## Check your understanding:
A) In the passage on the 2023 Western Australian Liberal leadership spill, condense the paragraph beginning "The March 2021 Western Australian state election" into a short bulleted list that keeps its main facts.
B) From the passage on the 2023 Western Australian Liberal leadership spill, print the portion that begins at the words "The Western Australian" and stops after the words "in Western Australia.".

───── Document passage ─────

The Western Australian Division of the Liberal Party of Australia had a leadership spill on 30 January 2023. Libby Mettam defeated David Honey to become the leader of the Liberal Party in Western Australia.

==Background==
The March 2021 Western Australian state election saw the Liberal Party win just two seats in the lower house and seven seats in the upper house, a record loss. In the aftermath of the election, David Honey was elected leader of the party and Libby Mettam, the only other lower house Liberal member, was elected deputy leader. As the Liberal Party had fewer lower house seats than the National Party, Honey did not become the leader of the opposition, but the two parties did form an alliance, whereby Liberal MPs would be part of the shadow cabinet.

───── Data records ─────

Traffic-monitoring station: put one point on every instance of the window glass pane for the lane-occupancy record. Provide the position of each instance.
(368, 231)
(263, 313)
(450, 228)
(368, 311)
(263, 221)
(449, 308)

─────

## Answers for the exercise:
A)
- At the March 2021 Western Australian state election, the Liberal Party suffered a record loss, winning only two lower house seats and seven upper house seats.
- David Honey was then elected party leader, and Libby Mettam, the only other Liberal member in the lower house, became deputy leader.
- Because the Liberals held fewer lower house seats than the National Party, Honey did not become leader of the opposition.
- The two parties formed an alliance under which Liberal MPs joined the shadow cabinet.

B)
The Western Australian Division of the Liberal Party of Australia had a leadership spill on 30 January 2023. Libby Mettam defeated David Honey to become the leader of the Liberal Party in Western Australia.